▶ **WHAT IS ASKED**: Render the lines in the records below, from the line with "[outline] tree, every instance" up to and including the line with "M423 523L432 525L440", as a JSON list of strings with one string per line and blank lines omitted.
========================
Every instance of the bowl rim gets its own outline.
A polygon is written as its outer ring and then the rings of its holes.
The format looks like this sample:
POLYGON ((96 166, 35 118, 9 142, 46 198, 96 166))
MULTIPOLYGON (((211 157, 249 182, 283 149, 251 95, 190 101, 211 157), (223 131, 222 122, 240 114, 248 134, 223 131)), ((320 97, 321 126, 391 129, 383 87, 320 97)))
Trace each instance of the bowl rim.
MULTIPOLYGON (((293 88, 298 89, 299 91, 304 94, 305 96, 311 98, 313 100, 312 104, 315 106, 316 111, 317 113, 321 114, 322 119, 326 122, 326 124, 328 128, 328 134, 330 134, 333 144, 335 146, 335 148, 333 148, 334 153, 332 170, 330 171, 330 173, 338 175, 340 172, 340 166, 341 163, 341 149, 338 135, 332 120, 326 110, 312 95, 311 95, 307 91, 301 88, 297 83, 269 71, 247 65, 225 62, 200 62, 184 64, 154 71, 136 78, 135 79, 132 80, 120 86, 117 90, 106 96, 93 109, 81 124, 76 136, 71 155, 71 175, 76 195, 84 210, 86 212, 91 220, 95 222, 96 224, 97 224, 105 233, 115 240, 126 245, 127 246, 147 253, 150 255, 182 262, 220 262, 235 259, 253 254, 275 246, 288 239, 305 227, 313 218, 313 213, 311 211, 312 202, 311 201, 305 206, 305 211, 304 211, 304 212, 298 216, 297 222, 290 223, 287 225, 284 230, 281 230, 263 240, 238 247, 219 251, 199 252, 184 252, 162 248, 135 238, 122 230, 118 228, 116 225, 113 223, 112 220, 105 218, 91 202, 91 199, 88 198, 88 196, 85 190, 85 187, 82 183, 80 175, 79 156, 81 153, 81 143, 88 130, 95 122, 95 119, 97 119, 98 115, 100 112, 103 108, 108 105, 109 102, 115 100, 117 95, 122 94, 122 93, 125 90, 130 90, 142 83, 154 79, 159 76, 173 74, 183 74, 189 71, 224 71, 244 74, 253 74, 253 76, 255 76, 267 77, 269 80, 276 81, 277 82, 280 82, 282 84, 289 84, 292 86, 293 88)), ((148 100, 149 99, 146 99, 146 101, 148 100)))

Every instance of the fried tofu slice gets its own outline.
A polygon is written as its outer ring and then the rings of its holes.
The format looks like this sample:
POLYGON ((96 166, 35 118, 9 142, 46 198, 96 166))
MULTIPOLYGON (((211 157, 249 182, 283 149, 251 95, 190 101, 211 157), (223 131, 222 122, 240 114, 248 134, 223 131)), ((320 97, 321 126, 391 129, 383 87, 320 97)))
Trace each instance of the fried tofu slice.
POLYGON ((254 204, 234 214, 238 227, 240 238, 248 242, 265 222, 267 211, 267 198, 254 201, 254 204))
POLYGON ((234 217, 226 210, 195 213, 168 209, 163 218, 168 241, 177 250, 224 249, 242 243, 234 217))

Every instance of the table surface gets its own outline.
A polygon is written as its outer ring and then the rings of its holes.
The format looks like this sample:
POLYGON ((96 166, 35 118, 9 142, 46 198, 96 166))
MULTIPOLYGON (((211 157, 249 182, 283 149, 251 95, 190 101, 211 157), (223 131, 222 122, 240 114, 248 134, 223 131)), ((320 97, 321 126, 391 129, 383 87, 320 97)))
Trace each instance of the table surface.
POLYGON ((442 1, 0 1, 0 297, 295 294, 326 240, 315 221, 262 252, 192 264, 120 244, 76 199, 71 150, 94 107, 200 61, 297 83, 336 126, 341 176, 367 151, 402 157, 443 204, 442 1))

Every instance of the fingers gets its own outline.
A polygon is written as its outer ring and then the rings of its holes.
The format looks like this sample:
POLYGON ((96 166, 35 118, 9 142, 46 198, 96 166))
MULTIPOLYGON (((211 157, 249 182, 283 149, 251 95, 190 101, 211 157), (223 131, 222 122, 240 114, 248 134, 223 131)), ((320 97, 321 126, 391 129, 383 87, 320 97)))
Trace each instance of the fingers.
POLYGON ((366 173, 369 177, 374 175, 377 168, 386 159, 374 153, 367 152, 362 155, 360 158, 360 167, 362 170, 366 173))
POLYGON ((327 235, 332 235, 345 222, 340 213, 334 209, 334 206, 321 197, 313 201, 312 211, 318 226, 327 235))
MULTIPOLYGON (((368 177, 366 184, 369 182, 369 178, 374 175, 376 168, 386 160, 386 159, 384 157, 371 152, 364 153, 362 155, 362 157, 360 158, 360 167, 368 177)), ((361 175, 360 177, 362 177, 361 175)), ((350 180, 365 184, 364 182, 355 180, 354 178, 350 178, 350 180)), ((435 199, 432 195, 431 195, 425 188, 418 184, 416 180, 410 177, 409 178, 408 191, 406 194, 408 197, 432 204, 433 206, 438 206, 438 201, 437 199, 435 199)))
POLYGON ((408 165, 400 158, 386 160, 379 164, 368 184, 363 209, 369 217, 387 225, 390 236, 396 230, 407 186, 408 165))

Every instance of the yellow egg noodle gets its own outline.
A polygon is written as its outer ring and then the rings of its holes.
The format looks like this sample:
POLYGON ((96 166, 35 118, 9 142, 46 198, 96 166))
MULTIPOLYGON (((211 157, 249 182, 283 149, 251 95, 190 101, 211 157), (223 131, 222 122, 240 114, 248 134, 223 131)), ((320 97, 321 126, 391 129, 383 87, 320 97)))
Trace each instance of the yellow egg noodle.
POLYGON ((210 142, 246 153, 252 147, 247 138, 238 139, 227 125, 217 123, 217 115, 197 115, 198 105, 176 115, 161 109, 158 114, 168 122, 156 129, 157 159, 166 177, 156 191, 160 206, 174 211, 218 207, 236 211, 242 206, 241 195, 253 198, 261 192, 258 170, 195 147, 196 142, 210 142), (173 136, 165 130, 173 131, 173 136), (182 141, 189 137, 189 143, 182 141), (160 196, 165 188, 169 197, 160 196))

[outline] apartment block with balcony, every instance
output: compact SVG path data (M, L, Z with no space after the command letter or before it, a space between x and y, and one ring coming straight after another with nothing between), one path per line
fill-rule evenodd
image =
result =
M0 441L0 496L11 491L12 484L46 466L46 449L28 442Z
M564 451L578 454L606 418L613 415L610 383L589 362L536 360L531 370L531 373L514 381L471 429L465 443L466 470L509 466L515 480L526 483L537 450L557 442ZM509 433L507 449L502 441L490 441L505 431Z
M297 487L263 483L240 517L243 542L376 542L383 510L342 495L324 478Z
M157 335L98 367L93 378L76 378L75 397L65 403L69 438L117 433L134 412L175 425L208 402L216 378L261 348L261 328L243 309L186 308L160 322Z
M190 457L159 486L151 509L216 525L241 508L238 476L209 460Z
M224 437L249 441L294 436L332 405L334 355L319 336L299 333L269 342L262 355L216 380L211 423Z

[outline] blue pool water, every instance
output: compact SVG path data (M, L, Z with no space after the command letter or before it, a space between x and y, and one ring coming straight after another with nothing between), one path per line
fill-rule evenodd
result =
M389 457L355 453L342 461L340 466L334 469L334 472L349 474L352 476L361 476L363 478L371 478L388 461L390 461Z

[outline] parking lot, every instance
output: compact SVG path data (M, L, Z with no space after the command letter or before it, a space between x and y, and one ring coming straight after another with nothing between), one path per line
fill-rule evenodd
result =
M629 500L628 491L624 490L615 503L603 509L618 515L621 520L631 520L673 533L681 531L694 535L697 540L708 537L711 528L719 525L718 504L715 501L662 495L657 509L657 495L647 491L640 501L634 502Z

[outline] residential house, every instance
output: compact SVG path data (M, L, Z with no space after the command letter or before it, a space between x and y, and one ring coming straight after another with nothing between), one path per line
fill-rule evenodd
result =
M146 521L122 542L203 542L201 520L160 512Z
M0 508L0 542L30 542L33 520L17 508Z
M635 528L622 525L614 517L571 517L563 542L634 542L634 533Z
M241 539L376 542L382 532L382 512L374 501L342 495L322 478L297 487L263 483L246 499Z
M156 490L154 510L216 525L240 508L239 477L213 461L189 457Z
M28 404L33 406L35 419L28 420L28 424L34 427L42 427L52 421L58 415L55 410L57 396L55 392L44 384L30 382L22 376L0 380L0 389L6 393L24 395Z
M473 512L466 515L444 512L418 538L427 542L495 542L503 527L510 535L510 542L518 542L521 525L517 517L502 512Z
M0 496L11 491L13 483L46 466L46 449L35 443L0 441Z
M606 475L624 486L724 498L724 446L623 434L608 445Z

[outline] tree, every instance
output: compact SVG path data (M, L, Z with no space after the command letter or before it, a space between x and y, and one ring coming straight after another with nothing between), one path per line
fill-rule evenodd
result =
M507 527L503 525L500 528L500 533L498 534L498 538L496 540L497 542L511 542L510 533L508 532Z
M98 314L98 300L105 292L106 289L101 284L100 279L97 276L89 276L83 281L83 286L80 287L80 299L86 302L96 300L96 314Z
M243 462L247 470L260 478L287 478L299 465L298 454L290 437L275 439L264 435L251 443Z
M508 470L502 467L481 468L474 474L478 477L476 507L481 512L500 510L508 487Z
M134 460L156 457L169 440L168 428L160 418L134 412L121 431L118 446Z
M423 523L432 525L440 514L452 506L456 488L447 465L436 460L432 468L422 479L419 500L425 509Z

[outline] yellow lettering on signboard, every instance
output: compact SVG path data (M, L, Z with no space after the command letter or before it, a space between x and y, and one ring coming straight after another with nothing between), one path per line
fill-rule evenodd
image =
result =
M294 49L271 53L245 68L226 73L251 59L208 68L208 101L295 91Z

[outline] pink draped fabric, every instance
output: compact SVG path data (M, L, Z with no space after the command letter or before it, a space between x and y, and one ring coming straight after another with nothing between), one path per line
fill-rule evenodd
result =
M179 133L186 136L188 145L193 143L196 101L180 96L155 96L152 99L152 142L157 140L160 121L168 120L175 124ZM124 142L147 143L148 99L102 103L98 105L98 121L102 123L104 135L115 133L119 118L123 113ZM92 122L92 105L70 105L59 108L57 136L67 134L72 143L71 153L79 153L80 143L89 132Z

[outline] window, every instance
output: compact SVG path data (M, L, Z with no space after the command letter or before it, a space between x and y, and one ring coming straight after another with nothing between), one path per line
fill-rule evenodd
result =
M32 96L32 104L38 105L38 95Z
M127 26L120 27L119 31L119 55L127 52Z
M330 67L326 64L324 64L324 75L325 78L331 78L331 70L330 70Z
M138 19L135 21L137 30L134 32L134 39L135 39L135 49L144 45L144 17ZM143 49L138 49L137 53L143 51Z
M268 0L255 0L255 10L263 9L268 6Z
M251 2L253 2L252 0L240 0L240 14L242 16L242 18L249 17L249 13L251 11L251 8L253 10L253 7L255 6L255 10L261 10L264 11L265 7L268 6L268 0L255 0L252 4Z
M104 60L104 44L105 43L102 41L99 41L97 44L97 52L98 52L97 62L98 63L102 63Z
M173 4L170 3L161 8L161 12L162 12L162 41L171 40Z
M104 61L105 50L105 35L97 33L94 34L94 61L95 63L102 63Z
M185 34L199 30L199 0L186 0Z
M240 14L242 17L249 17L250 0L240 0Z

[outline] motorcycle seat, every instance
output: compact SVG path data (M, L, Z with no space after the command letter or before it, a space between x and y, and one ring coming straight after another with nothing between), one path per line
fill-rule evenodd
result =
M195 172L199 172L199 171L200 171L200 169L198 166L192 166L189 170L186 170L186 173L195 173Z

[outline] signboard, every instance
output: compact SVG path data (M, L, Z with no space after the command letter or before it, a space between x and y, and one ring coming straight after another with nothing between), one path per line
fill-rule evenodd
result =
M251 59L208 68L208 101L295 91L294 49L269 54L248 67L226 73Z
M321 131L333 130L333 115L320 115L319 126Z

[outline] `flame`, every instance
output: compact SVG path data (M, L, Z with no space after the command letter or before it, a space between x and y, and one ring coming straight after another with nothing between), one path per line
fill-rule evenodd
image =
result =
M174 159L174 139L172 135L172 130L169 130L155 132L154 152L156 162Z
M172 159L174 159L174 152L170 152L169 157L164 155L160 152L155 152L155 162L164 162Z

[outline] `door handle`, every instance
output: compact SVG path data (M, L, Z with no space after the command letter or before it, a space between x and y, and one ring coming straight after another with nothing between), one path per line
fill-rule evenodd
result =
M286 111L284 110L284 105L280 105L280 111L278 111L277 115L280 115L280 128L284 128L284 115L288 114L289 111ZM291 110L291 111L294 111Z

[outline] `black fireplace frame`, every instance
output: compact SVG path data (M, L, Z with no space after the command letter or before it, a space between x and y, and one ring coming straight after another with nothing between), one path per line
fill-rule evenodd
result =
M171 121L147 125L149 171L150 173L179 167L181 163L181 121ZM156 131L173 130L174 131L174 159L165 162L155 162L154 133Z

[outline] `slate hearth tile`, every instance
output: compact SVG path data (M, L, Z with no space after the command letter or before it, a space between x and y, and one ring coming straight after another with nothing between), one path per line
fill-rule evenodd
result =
========================
▶ **TASK RESULT**:
[
  "[outline] tree, every instance",
  "output: compact SVG path data (M, L, Z with no space after the command letter or before it, a space between x and y, and one ring coming straight after another with nothing between), one path per line",
  "fill-rule evenodd",
  "result =",
  "M507 527L503 525L500 528L500 533L498 534L498 538L496 540L497 542L511 542L510 533L508 532Z",
  "M98 314L98 300L105 292L106 289L101 284L100 279L97 276L89 276L83 281L83 286L80 287L80 299L86 302L96 300L96 314Z",
  "M243 462L247 470L260 478L287 478L299 465L298 454L290 437L275 439L264 435L251 443Z",
  "M508 470L502 467L481 468L474 474L478 477L476 507L481 512L500 510L508 487Z",
  "M134 460L156 457L169 440L168 428L160 418L134 412L121 431L118 446Z",
  "M423 523L432 525L440 514L452 506L456 488L447 465L436 460L432 468L422 479L419 500L425 509Z"
]